(Records from a dataset)
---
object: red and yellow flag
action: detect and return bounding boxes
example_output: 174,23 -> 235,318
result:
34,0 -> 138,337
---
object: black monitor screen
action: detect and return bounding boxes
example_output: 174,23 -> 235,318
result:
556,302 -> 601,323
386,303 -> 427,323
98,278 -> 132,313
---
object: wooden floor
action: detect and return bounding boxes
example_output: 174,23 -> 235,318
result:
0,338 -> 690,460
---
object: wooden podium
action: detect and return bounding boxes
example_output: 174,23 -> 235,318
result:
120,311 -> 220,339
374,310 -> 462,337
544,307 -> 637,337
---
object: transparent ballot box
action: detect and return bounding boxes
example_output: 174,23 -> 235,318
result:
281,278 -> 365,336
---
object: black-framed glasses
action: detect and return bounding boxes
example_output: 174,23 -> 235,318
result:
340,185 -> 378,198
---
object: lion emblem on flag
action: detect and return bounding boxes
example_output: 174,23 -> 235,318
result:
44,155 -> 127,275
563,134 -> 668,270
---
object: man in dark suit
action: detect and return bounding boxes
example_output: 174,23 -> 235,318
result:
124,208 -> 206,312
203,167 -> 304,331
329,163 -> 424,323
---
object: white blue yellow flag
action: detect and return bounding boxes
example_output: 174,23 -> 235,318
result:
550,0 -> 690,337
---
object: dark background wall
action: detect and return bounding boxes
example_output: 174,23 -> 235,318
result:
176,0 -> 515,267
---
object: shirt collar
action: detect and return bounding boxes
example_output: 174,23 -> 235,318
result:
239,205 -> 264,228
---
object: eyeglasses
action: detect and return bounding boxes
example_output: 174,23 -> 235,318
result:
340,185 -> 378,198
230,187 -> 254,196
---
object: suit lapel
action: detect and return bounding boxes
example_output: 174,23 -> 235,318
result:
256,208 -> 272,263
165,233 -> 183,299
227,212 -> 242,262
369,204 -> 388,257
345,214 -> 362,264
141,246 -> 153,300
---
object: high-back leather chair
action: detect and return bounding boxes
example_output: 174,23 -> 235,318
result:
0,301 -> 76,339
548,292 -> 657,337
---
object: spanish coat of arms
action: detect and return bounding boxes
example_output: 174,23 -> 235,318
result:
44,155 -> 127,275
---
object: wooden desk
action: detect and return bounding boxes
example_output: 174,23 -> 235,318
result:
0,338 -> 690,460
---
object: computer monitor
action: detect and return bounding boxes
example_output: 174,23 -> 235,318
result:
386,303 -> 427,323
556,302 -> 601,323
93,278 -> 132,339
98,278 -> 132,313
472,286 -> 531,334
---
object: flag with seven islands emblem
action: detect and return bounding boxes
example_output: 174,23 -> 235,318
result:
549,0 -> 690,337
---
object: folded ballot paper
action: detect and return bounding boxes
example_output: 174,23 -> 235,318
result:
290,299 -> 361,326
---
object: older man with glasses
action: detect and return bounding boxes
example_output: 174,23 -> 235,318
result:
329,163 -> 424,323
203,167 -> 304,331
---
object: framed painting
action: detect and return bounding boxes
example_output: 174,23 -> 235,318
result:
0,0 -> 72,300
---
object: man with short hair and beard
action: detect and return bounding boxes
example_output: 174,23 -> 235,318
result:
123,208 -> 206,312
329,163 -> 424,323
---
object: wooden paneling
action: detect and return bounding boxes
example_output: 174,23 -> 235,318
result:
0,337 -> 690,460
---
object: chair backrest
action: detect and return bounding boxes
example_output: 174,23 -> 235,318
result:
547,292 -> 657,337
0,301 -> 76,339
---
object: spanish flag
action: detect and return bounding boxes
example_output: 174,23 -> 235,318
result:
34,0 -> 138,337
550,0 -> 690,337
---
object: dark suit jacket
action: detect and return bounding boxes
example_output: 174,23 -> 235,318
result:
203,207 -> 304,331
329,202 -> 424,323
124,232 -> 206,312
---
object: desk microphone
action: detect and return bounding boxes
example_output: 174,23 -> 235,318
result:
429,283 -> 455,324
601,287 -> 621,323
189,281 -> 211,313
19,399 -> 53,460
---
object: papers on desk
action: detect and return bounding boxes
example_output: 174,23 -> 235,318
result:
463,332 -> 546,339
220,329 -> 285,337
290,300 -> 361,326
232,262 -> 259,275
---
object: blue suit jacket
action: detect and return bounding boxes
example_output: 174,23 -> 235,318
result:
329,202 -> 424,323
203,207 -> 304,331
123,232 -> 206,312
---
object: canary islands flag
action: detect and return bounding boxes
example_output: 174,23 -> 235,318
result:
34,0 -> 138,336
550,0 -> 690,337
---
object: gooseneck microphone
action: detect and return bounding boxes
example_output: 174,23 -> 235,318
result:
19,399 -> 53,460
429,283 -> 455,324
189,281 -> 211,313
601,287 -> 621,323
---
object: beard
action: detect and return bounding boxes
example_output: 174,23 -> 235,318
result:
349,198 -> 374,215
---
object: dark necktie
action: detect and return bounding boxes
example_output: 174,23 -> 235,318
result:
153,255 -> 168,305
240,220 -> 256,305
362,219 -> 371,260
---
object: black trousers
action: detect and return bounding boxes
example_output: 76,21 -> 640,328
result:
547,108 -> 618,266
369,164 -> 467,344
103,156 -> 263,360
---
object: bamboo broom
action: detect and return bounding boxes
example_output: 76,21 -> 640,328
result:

Task prompt: Lay out every line of the data above as a Markdown table with the columns "Row" and "Content". Put each line's number under Row and the line under Content, and omit blank lines.

Expected answer:
| Row | Content |
|---|---|
| 1 | --- |
| 2 | object: red and yellow flag |
| 3 | action: detect and return bounding boxes |
| 4 | example_output: 174,23 -> 235,318 |
| 5 | result: |
| 6 | 34,0 -> 138,337 |
| 7 | --- |
| 8 | object: black monitor screen |
| 9 | action: detect and return bounding boxes |
| 10 | example_output: 174,23 -> 235,318 |
| 11 | result: |
| 12 | 556,302 -> 601,323 |
| 13 | 386,303 -> 427,323 |
| 14 | 98,278 -> 132,313 |
| 15 | --- |
| 16 | object: wooden floor |
| 17 | action: detect and return bounding boxes |
| 18 | example_output: 174,23 -> 235,318 |
| 19 | result: |
| 20 | 0,338 -> 690,460 |
| 21 | --- |
| 22 | object: wooden podium |
| 23 | action: detect and return bounding boxes |
| 24 | example_output: 174,23 -> 235,318 |
| 25 | result: |
| 26 | 120,311 -> 220,339 |
| 27 | 374,310 -> 462,337 |
| 28 | 544,307 -> 637,337 |
| 29 | --- |
| 30 | object: transparent ballot box |
| 31 | action: detect and return bounding boxes |
| 32 | example_output: 174,23 -> 235,318 |
| 33 | result: |
| 34 | 281,278 -> 365,336 |
| 35 | --- |
| 36 | object: black-framed glasses |
| 37 | action: detect and return bounding boxes |
| 38 | example_output: 174,23 -> 235,318 |
| 39 | result: |
| 40 | 340,185 -> 378,198 |
| 41 | --- |
| 42 | object: lion emblem on flag |
| 43 | action: detect and return bounding boxes |
| 44 | example_output: 174,23 -> 235,318 |
| 45 | result: |
| 46 | 44,155 -> 127,275 |
| 47 | 563,134 -> 668,270 |
| 48 | --- |
| 49 | object: man in dark suit |
| 50 | action: detect and return bounding boxes |
| 51 | example_output: 174,23 -> 235,318 |
| 52 | result: |
| 53 | 124,208 -> 206,312 |
| 54 | 203,167 -> 304,331 |
| 55 | 329,163 -> 424,323 |
| 56 | --- |
| 57 | object: white blue yellow flag |
| 58 | action: detect and return bounding boxes |
| 59 | example_output: 174,23 -> 235,318 |
| 60 | result: |
| 61 | 550,0 -> 690,337 |
| 62 | --- |
| 63 | object: dark background wall |
| 64 | action: detect and return bounding boxes |
| 65 | example_output: 174,23 -> 235,318 |
| 66 | result: |
| 67 | 176,0 -> 515,267 |
| 68 | --- |
| 69 | object: shirt collar |
| 70 | action: detect and return bounding boxes |
| 71 | example_output: 174,23 -> 235,318 |
| 72 | result: |
| 73 | 239,205 -> 264,228 |
| 74 | --- |
| 75 | object: eyeglasses |
| 76 | action: detect and return bounding boxes |
| 77 | example_output: 174,23 -> 235,318 |
| 78 | result: |
| 79 | 340,185 -> 378,198 |
| 80 | 230,187 -> 254,196 |
| 81 | --- |
| 82 | object: suit lapel |
| 83 | action: detect and return bounding boxes |
| 84 | example_output: 174,23 -> 235,318 |
| 85 | result: |
| 86 | 256,208 -> 272,263 |
| 87 | 165,233 -> 183,299 |
| 88 | 227,212 -> 242,262 |
| 89 | 369,204 -> 388,257 |
| 90 | 345,214 -> 362,264 |
| 91 | 141,246 -> 153,300 |
| 92 | --- |
| 93 | object: high-back leather chair |
| 94 | action: detect and return bounding boxes |
| 95 | example_output: 174,23 -> 235,318 |
| 96 | result: |
| 97 | 0,301 -> 76,339 |
| 98 | 548,292 -> 657,337 |
| 99 | --- |
| 100 | object: spanish coat of arms |
| 101 | action: detect and return bounding boxes |
| 102 | example_output: 174,23 -> 235,318 |
| 103 | result: |
| 104 | 44,155 -> 127,275 |
| 105 | --- |
| 106 | object: wooden desk |
| 107 | action: detect and return bounding boxes |
| 108 | example_output: 174,23 -> 235,318 |
| 109 | result: |
| 110 | 0,338 -> 690,460 |
| 111 | --- |
| 112 | object: computer monitor |
| 113 | action: detect and return bounding boxes |
| 114 | example_output: 174,23 -> 235,318 |
| 115 | result: |
| 116 | 386,303 -> 427,323 |
| 117 | 556,302 -> 601,323 |
| 118 | 93,278 -> 132,339 |
| 119 | 98,278 -> 132,313 |
| 120 | 472,286 -> 531,334 |
| 121 | --- |
| 122 | object: flag with seven islands emblem |
| 123 | action: detect and return bounding boxes |
| 124 | example_output: 174,23 -> 235,318 |
| 125 | result: |
| 126 | 549,0 -> 690,337 |
| 127 | --- |
| 128 | object: folded ballot paper |
| 129 | action: detect and return bounding boxes |
| 130 | example_output: 174,23 -> 235,318 |
| 131 | result: |
| 132 | 290,299 -> 361,326 |
| 133 | --- |
| 134 | object: older man with glasses |
| 135 | action: detect and return bounding boxes |
| 136 | example_output: 174,23 -> 235,318 |
| 137 | result: |
| 138 | 329,163 -> 424,323 |
| 139 | 203,167 -> 304,331 |
| 140 | --- |
| 141 | object: framed painting |
| 142 | action: detect and return bounding boxes |
| 143 | example_output: 174,23 -> 235,318 |
| 144 | result: |
| 145 | 0,0 -> 72,300 |
| 146 | --- |
| 147 | object: man with short hair and beard |
| 148 | action: detect and return bounding boxes |
| 149 | example_output: 174,23 -> 235,318 |
| 150 | result: |
| 151 | 123,208 -> 206,312 |
| 152 | 329,163 -> 424,323 |
| 153 | --- |
| 154 | object: wooden paneling |
| 155 | action: detect and return bounding boxes |
| 156 | example_output: 174,23 -> 235,318 |
| 157 | result: |
| 158 | 0,337 -> 690,460 |
| 159 | --- |
| 160 | object: chair backrest |
| 161 | action: detect and return bounding boxes |
| 162 | example_output: 174,23 -> 235,318 |
| 163 | result: |
| 164 | 547,292 -> 657,337 |
| 165 | 0,301 -> 76,339 |
| 166 | --- |
| 167 | object: spanish flag |
| 168 | action: detect and return bounding boxes |
| 169 | example_output: 174,23 -> 235,318 |
| 170 | result: |
| 171 | 34,0 -> 138,337 |
| 172 | 550,0 -> 690,337 |
| 173 | --- |
| 174 | object: dark suit jacket |
| 175 | action: detect and return bounding boxes |
| 176 | example_output: 174,23 -> 235,318 |
| 177 | result: |
| 178 | 203,207 -> 304,331 |
| 179 | 329,202 -> 424,323 |
| 180 | 124,232 -> 206,312 |
| 181 | --- |
| 182 | object: desk microphone |
| 183 | action: detect and return bounding boxes |
| 184 | example_output: 174,23 -> 235,318 |
| 185 | result: |
| 186 | 429,283 -> 455,324 |
| 187 | 601,287 -> 621,323 |
| 188 | 189,281 -> 211,313 |
| 189 | 19,399 -> 53,460 |
| 190 | --- |
| 191 | object: papers on desk |
| 192 | action: detect and return bounding boxes |
| 193 | example_output: 174,23 -> 235,318 |
| 194 | result: |
| 195 | 463,332 -> 546,339 |
| 196 | 220,329 -> 285,337 |
| 197 | 290,300 -> 361,326 |
| 198 | 232,262 -> 259,275 |
| 199 | --- |
| 200 | object: blue suit jacket |
| 201 | action: detect and return bounding boxes |
| 202 | example_output: 174,23 -> 235,318 |
| 203 | result: |
| 204 | 329,202 -> 424,323 |
| 205 | 203,207 -> 304,331 |
| 206 | 123,232 -> 206,312 |
| 207 | --- |
| 208 | object: canary islands flag |
| 209 | action: detect and return bounding boxes |
| 210 | example_output: 174,23 -> 235,318 |
| 211 | result: |
| 212 | 34,0 -> 138,336 |
| 213 | 550,0 -> 690,337 |
| 214 | --- |
| 215 | object: gooseneck microphone |
| 216 | action: detect and return bounding boxes |
| 217 | example_output: 174,23 -> 235,318 |
| 218 | result: |
| 219 | 19,399 -> 53,460 |
| 220 | 429,283 -> 455,324 |
| 221 | 189,281 -> 211,313 |
| 222 | 601,287 -> 621,323 |
| 223 | --- |
| 224 | object: beard |
| 225 | action: detect and return bounding boxes |
| 226 | example_output: 174,23 -> 235,318 |
| 227 | result: |
| 228 | 349,198 -> 374,215 |
| 229 | --- |
| 230 | object: dark necktie |
| 231 | action: detect and return bounding boxes |
| 232 | example_output: 174,23 -> 235,318 |
| 233 | result: |
| 234 | 153,255 -> 168,305 |
| 235 | 240,220 -> 256,305 |
| 236 | 362,219 -> 371,260 |
| 237 | --- |
| 238 | object: black trousers |
| 239 | action: detect and return bounding boxes |
| 240 | example_output: 76,21 -> 640,328 |
| 241 | result: |
| 242 | 547,108 -> 618,266 |
| 243 | 369,164 -> 467,344 |
| 244 | 103,156 -> 263,360 |
| 245 | --- |
| 246 | object: bamboo broom |
| 247 | action: detect and return bounding boxes |
| 248 | example_output: 76,21 -> 640,328 |
| 249 | result: |